Records from a dataset:
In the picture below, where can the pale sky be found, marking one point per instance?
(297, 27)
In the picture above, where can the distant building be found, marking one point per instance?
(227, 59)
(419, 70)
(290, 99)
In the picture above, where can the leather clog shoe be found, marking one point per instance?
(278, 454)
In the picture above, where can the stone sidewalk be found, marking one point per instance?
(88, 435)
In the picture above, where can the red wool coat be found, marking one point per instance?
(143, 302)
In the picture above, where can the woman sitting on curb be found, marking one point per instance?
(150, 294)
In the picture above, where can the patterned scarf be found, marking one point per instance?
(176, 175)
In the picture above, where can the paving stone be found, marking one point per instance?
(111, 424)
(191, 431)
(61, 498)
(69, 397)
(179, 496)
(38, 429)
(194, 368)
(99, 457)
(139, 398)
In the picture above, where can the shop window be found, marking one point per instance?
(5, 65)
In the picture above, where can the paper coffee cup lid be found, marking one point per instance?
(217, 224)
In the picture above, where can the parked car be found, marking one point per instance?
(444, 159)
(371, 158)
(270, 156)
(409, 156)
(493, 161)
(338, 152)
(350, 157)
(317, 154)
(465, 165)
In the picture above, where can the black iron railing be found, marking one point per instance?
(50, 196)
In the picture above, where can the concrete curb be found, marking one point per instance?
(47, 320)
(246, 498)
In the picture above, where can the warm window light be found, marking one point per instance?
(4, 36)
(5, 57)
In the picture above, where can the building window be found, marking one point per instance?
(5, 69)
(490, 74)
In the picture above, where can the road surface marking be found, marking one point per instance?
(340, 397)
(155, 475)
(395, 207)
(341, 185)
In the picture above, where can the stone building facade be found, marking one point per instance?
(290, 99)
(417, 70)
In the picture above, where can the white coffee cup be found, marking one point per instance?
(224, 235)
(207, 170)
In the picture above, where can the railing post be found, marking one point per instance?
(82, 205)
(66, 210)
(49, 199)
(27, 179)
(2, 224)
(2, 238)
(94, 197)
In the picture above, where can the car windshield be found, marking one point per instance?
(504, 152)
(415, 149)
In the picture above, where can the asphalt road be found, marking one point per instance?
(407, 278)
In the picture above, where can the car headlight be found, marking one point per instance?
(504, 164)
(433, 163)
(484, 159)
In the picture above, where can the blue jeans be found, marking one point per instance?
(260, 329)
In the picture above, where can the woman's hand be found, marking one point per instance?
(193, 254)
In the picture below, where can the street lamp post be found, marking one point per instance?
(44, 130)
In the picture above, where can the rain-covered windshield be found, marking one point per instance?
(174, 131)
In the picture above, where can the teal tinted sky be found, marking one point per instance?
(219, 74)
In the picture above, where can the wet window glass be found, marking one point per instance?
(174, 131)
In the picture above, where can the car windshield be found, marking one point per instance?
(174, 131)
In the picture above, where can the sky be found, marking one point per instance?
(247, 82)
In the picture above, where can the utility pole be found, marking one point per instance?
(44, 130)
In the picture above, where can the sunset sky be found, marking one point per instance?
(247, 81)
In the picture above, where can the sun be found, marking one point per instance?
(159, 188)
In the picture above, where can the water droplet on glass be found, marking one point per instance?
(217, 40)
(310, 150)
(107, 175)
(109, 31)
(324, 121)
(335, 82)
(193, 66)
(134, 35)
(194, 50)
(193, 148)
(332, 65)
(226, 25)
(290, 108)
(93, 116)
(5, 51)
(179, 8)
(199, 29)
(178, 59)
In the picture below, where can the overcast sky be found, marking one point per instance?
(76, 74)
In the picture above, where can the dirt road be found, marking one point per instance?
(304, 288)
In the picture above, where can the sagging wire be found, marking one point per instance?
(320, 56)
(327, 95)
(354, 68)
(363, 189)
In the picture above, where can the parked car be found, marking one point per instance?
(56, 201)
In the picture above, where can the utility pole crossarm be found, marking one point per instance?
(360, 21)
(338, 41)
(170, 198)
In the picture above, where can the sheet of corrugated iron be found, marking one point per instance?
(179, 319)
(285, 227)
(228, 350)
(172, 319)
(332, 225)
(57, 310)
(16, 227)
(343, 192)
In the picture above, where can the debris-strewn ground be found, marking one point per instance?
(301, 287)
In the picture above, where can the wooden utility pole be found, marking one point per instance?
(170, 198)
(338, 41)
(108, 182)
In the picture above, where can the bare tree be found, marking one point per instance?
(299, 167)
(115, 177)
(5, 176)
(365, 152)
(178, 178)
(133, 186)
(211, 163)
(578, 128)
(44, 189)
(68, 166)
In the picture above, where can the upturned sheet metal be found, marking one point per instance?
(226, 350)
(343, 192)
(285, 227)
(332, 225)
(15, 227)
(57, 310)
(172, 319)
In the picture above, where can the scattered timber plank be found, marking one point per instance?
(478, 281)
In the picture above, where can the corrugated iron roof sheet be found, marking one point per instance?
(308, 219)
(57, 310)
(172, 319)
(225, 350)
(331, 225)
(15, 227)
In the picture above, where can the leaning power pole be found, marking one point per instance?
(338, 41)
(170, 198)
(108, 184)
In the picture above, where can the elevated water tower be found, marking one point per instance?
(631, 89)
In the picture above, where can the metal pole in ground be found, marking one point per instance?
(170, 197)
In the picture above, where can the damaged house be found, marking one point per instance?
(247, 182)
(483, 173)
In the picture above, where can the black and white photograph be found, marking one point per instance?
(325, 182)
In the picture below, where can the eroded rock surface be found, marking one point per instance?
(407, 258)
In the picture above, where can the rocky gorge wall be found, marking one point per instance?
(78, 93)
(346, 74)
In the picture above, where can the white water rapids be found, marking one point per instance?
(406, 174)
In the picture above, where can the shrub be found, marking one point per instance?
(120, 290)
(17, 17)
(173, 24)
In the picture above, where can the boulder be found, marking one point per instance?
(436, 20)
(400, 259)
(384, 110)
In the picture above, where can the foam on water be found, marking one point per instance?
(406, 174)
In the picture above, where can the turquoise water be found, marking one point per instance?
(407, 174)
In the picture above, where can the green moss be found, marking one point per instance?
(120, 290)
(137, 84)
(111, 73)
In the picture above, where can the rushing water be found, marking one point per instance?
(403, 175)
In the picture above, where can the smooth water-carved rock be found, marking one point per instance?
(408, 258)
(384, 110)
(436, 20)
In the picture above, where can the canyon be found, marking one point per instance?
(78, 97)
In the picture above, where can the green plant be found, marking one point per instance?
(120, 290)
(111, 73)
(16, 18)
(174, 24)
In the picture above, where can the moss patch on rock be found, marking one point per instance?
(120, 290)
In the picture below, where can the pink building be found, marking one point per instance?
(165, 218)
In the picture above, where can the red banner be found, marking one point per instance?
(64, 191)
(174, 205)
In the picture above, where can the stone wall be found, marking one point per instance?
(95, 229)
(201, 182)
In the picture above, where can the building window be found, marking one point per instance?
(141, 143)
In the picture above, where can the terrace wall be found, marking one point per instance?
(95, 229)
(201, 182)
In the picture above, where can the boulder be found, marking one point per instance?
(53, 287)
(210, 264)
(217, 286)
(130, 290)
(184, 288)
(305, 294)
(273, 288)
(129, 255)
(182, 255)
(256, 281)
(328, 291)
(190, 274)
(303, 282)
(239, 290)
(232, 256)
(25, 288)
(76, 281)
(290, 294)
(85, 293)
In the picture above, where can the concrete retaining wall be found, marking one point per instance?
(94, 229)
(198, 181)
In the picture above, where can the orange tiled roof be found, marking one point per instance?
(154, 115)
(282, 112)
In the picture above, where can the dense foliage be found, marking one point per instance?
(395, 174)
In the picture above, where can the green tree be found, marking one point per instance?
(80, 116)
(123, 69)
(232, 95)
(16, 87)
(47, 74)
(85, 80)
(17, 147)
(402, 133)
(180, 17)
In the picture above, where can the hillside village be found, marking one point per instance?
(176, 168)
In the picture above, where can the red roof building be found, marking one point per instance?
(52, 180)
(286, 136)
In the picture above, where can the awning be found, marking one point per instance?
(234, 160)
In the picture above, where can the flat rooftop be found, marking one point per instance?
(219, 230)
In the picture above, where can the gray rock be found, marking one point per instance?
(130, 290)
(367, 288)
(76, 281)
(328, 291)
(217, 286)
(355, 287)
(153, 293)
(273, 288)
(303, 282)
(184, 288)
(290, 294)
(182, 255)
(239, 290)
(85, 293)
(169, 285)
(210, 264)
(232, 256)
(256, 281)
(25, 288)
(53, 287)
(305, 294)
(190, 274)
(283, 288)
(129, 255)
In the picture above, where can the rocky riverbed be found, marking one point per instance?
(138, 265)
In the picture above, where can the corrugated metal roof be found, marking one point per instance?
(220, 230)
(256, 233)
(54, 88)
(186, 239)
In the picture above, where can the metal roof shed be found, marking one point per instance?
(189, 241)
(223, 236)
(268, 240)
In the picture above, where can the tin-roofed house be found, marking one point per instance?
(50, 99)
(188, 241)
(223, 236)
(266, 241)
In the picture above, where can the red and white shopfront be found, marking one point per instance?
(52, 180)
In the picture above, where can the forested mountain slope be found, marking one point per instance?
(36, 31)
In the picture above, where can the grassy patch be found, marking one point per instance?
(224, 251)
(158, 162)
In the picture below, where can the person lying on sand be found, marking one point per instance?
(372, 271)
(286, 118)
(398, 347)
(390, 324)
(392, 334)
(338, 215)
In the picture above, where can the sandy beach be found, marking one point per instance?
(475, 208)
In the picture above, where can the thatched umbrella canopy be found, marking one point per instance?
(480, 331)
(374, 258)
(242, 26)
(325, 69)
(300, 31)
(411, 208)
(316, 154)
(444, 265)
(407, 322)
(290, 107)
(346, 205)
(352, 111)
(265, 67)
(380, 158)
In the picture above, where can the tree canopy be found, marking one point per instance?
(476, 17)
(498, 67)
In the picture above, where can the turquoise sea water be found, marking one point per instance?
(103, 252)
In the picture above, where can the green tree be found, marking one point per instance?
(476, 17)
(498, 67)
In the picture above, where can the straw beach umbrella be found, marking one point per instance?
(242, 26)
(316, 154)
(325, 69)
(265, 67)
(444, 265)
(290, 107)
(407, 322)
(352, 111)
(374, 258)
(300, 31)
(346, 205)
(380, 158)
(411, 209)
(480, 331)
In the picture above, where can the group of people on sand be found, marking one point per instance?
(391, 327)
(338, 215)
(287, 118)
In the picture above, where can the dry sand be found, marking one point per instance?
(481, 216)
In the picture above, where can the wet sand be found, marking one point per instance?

§ THE PROBLEM: Output everything from the line containing "In the picture above, where can the turquoise sea" down to the end of the data above as a numbered list, leaving out blank lines.

§ OUTPUT BELOW:
1. In the picture above, where can the turquoise sea water be found, marking one point per instance?
2. (103, 252)
3. In the picture above, where can the green tree be found, marking one point per instance?
4. (476, 17)
5. (498, 67)
6. In the picture above, where can the straw beach umbrella be found, marking one point per instance?
7. (242, 26)
8. (316, 154)
9. (325, 69)
10. (265, 67)
11. (444, 265)
12. (290, 107)
13. (407, 322)
14. (352, 111)
15. (374, 258)
16. (300, 31)
17. (346, 205)
18. (380, 158)
19. (411, 209)
20. (480, 331)
21. In the picture above, where can the group of people on sand be found, marking one point per instance?
22. (391, 327)
23. (338, 215)
24. (287, 118)
25. In the picture above, where can the dry sand be found, marking one point per instance?
26. (481, 216)
27. In the picture above, where can the wet sand be found, marking one point per instance?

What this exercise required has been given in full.